* **Extrait de page**:
####

Le peuple algérien est le premier peuple dans le monde arabe a s’être dressé contre la tyrannie, pour la justice et la démocratie en octobre 1988. Le soulèvement populaire a été noyé dans le sang mais a permis une brève parenthèse démocratique qui s’est refermée en janvier 1992. La révolte algérienne n’a été suivie par aucun mouvement de solidarité maghrébine et arabe, tous les régimes se sont ligués contre le peuple algérien et ses légitimes aspirations. Les grandes démocraties du nord ont soutenu la dictature à bout de bras et ont encouragé les franges les plus autoritaires et les plus brutales du régime. Les donneurs de leçon sont invités à revisiter leur histoire récente avant de porter des jugements hâtifs. Ceux qui déplorent la soi-disant passivité du peuple algérien ne savent pas de quoi ils parlent…Où alors ils feignent d’oublier le cout atroce d’une guerre civile, 200 000 morts et plus de dix mille disparus, au cours de laquelle nous n’avons pas vu beaucoup de manifestations de soutien à la paix et à la démocratie en Algérie.

####

* **Matériel présenté**:
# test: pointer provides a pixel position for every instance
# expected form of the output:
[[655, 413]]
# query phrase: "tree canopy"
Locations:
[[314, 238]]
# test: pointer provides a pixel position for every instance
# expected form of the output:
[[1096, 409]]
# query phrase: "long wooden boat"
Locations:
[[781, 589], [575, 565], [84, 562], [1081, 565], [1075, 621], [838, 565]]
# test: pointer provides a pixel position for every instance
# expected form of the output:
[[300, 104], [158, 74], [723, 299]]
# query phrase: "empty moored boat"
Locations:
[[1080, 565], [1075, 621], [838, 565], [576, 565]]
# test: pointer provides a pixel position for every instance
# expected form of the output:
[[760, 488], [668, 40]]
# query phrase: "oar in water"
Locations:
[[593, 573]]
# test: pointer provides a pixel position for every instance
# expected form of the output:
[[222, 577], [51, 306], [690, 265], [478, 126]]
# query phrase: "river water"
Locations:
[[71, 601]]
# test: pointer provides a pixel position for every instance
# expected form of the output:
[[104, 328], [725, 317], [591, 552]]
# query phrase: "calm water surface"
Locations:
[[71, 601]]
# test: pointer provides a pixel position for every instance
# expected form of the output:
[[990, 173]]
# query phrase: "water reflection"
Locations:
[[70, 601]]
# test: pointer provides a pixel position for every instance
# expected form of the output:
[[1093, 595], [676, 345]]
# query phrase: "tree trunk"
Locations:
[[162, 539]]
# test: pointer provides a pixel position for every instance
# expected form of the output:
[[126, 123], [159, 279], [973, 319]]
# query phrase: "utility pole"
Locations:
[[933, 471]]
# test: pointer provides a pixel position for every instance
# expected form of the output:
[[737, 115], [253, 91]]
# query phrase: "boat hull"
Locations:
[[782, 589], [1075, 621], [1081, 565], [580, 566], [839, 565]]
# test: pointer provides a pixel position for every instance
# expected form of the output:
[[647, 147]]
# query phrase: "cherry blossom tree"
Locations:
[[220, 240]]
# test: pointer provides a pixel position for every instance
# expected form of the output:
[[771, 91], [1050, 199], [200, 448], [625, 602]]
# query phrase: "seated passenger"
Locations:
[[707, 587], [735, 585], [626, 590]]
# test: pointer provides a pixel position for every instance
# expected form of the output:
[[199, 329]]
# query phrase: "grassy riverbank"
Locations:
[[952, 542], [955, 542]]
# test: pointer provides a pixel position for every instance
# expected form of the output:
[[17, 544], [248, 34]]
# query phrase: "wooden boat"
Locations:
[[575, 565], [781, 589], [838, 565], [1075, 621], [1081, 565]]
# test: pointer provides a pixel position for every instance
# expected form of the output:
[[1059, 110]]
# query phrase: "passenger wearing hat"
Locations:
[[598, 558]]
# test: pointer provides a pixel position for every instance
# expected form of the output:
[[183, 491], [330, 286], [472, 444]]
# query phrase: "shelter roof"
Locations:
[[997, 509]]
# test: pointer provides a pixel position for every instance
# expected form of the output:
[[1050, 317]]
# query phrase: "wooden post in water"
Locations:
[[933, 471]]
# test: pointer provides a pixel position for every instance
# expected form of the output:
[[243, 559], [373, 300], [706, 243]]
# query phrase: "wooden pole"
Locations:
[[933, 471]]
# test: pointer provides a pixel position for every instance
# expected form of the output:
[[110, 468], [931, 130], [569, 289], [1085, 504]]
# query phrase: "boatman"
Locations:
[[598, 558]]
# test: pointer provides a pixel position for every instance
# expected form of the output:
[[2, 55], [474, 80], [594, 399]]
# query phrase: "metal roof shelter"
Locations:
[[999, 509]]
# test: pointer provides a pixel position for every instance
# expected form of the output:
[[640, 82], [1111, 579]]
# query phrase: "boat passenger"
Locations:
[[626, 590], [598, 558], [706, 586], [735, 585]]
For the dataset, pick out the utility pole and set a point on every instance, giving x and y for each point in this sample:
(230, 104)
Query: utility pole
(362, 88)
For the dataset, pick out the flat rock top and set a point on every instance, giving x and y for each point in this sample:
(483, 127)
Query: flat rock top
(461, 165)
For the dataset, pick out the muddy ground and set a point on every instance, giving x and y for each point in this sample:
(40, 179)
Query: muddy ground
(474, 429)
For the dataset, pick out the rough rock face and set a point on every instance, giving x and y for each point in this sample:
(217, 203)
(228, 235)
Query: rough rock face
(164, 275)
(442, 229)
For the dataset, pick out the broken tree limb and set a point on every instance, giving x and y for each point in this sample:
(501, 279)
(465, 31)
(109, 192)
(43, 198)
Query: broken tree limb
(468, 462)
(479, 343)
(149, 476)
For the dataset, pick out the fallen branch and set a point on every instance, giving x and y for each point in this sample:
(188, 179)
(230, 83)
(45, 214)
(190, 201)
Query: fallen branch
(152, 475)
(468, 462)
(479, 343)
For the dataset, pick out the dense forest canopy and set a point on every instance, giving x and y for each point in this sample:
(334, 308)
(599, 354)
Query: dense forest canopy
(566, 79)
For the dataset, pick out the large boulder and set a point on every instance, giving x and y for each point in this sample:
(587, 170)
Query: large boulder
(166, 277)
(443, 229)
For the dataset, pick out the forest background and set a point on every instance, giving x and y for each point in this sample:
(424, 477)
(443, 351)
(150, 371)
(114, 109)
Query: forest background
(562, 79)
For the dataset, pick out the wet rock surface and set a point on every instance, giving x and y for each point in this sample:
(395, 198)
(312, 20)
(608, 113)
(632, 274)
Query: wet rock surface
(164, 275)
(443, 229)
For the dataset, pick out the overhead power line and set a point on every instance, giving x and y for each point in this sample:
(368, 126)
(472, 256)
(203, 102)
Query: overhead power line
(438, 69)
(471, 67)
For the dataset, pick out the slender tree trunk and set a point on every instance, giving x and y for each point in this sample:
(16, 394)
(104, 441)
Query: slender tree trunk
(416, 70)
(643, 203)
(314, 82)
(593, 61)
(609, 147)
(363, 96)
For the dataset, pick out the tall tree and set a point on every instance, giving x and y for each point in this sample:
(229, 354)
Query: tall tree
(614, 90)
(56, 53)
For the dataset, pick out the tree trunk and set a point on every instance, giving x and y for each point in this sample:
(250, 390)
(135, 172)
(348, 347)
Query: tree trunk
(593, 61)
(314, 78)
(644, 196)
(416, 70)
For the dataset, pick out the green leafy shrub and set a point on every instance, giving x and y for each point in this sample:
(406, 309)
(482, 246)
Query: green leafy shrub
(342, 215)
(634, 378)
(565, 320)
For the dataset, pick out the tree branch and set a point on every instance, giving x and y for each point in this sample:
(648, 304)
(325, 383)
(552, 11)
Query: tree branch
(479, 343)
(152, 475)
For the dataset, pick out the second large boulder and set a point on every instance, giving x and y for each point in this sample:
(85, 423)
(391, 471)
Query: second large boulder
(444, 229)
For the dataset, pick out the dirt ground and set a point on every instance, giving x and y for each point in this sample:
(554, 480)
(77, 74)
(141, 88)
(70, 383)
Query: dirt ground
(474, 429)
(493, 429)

####

* **Consignes de travail**:
a - D'après le texte sur le soulèvement algérien, à quelle date s'est refermée la brève parenthèse démocratique ?
b - Relevez chaque ligne des enregistrements qui contient le mot « green ».

* **Corrigés dans l'ordre**:
a - En janvier 1992.

b -
For the dataset, pick out the green leafy shrub and set a point on every instance, giving x and y for each point in this sample:
Query: green leafy shrub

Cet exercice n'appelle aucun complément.